§ **TASK TO CARRY OUT**:
Your response should reproduce every line of the entries that contains the word "golfer".
[Start of section]
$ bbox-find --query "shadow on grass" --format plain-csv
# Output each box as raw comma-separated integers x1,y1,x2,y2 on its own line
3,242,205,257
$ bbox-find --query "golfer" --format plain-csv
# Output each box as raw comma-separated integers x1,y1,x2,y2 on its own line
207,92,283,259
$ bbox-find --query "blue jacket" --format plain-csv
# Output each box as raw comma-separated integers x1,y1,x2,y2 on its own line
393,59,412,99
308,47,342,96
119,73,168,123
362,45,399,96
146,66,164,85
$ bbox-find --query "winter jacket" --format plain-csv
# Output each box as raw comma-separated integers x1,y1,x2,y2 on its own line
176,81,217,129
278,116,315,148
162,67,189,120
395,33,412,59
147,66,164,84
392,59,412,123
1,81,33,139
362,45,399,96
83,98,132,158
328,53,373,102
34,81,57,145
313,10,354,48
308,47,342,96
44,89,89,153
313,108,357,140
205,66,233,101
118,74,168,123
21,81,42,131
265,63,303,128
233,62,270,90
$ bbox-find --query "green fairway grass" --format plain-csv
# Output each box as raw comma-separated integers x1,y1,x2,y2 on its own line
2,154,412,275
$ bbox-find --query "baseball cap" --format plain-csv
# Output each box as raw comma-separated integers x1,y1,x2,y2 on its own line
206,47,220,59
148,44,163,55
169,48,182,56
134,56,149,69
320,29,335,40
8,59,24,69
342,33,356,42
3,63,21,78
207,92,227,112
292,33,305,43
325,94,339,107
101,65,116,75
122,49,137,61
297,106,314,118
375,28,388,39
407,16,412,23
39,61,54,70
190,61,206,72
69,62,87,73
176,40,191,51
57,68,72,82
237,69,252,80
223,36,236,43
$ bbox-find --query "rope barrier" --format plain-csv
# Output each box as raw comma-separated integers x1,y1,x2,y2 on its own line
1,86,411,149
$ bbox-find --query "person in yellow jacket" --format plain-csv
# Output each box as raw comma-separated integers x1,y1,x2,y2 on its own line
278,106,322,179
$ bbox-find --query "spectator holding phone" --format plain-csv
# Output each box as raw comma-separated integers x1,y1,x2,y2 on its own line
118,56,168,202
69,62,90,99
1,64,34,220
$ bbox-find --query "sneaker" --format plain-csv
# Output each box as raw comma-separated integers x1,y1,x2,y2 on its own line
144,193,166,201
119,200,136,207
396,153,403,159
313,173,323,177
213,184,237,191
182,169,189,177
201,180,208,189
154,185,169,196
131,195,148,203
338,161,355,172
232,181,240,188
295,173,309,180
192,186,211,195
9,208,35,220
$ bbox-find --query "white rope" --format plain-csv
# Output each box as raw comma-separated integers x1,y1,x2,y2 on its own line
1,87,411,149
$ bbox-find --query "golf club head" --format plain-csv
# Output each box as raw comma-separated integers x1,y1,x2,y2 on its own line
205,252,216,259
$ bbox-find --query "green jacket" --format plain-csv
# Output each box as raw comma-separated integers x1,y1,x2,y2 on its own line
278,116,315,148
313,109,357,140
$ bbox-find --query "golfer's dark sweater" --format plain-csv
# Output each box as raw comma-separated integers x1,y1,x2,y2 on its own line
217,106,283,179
[End of section]
§ **SOLUTION TO THE EXERCISE**:
$ bbox-find --query "golfer" --format plain-csv
$ bbox-find --query "golfer's dark sweater" --format plain-csv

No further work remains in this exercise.